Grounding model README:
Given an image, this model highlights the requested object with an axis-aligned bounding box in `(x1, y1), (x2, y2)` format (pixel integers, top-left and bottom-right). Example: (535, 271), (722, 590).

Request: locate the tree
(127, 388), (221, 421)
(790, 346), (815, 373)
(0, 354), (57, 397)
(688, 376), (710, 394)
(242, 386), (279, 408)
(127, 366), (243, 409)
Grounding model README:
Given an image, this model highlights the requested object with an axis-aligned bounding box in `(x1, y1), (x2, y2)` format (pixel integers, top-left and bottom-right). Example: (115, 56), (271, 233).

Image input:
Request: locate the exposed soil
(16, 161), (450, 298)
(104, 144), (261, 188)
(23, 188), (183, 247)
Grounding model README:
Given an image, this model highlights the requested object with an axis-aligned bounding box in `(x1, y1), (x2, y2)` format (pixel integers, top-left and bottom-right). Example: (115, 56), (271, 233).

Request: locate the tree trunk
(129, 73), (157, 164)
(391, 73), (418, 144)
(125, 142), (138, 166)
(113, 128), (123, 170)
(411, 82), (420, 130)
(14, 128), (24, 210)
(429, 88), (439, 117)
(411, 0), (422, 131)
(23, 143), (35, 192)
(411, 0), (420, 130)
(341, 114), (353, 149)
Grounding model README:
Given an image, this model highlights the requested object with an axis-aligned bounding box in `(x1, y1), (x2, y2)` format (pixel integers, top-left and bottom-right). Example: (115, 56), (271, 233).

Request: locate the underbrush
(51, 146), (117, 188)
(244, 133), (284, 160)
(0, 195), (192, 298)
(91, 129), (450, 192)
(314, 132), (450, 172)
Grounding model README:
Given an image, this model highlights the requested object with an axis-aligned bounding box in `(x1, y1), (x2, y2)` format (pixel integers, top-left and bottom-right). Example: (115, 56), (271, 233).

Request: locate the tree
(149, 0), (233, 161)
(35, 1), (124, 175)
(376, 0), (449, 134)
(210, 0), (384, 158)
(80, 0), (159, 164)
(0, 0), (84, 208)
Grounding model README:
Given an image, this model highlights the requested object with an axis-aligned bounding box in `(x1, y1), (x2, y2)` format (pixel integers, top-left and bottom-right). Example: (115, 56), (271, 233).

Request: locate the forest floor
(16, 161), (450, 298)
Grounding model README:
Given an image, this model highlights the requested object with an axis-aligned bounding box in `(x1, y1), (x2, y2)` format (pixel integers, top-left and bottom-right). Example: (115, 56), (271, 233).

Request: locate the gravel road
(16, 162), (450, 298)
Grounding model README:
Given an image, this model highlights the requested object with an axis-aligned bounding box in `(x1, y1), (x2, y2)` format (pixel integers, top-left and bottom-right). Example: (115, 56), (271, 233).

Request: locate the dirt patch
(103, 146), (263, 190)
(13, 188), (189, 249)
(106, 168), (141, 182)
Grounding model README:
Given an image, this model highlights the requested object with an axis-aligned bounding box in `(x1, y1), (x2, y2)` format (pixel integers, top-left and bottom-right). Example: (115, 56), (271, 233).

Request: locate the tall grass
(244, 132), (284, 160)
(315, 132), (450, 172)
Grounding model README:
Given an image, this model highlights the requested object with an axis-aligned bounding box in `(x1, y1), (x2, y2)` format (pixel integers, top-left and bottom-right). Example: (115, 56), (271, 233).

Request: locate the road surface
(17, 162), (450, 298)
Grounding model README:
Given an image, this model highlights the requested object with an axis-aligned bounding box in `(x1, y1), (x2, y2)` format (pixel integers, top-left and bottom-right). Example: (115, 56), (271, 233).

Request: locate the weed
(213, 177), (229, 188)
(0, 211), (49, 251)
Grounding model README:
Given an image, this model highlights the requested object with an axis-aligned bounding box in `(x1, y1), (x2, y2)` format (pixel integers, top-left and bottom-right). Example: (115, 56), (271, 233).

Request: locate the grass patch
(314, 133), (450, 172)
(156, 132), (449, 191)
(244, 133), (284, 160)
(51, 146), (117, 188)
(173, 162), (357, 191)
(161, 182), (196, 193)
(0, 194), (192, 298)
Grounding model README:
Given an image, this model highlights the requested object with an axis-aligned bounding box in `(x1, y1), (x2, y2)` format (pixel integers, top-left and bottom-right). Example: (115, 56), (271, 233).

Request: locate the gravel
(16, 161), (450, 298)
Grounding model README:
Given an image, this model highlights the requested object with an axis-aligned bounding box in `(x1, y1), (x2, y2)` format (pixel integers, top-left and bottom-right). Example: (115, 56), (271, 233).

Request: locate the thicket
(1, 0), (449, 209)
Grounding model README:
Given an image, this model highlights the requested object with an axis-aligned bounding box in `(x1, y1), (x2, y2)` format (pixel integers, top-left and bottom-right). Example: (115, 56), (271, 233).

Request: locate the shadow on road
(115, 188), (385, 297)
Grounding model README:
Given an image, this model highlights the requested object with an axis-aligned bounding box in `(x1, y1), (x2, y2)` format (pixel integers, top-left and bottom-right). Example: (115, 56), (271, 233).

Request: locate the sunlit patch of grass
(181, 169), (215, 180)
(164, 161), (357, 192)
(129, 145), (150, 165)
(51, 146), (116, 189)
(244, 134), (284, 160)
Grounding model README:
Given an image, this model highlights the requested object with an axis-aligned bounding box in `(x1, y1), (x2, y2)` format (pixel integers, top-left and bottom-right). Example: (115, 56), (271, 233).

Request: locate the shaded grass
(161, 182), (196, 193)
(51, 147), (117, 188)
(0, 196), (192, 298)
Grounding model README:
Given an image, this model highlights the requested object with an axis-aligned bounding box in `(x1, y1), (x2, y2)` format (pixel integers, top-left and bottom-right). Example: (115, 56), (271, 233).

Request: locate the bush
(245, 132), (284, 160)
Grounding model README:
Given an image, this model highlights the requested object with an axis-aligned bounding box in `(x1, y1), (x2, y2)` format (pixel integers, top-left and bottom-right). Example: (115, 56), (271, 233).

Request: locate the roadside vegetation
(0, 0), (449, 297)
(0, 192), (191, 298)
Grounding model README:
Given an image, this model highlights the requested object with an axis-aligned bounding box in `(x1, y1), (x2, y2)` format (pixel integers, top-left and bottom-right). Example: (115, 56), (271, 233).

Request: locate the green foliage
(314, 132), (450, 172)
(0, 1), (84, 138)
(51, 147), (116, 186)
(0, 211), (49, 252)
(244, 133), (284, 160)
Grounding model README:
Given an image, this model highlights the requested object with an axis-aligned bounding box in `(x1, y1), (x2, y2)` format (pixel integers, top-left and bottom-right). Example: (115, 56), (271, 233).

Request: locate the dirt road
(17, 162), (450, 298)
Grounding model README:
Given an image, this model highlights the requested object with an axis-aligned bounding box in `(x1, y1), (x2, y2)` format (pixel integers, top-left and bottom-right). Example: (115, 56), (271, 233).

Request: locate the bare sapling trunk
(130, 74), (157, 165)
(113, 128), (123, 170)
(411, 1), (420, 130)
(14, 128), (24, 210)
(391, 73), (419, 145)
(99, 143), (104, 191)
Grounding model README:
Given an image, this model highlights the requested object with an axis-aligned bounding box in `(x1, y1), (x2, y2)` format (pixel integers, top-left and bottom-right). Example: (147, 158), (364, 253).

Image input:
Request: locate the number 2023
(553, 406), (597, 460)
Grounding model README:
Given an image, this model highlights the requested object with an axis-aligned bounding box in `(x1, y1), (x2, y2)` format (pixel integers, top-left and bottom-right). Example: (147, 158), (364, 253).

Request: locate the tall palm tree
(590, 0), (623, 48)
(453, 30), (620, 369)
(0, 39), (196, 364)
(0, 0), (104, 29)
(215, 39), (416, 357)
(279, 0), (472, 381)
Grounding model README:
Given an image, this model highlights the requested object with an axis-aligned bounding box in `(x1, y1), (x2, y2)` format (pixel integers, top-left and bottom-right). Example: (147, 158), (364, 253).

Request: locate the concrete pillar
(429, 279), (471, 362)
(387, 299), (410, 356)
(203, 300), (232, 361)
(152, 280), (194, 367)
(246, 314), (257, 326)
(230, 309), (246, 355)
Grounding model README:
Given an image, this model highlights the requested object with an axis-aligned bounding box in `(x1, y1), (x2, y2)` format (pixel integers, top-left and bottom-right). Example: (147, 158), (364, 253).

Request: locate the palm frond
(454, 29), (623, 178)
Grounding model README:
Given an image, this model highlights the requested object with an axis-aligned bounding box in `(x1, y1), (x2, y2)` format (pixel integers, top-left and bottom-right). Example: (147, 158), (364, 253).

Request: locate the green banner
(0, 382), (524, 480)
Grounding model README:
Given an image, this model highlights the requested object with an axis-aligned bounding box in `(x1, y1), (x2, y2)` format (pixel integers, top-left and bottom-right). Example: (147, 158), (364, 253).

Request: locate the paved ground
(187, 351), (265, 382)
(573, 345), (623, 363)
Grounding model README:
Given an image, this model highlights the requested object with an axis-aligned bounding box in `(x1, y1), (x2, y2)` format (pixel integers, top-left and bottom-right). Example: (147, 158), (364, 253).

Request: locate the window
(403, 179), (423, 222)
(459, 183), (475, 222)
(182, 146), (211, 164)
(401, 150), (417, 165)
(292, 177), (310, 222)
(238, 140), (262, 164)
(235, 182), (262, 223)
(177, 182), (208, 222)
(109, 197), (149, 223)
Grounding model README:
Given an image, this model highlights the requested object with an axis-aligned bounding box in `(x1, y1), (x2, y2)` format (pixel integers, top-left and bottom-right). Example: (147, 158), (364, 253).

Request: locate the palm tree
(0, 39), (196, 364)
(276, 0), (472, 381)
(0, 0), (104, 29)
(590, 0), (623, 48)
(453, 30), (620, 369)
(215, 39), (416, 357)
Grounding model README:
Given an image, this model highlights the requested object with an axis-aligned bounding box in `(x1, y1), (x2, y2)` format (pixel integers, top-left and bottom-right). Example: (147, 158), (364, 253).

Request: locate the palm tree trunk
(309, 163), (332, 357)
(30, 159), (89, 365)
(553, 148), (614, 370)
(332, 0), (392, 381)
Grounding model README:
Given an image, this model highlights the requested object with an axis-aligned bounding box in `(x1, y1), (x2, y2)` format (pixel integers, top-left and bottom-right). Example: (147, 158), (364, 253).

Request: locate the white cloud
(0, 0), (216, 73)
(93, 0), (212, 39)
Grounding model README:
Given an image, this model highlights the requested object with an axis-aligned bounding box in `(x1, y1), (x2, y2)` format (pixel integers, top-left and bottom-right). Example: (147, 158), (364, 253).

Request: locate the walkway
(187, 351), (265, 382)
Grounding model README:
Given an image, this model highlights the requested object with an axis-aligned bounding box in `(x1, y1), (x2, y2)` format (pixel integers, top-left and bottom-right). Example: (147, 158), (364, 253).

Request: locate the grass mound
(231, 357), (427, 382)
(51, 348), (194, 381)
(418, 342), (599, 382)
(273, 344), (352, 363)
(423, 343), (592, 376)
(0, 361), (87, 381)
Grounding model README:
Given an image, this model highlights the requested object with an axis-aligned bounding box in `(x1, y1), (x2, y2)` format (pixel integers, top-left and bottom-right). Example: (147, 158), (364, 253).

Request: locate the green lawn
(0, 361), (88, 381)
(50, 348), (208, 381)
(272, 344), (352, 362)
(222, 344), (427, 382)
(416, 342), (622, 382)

● **What you are asked to do**: Take the entries above and copy them exactly from the first line through the line with "271), (722, 590)."; leave out every line after it.

● **Written response**:
Grounding model README:
Given an image, this model highlights the requested object with an axis-aligned bounding box in `(x1, y1), (x2, y2)` format (pixel integers, top-left and bottom-right). Example: (535, 271), (722, 590).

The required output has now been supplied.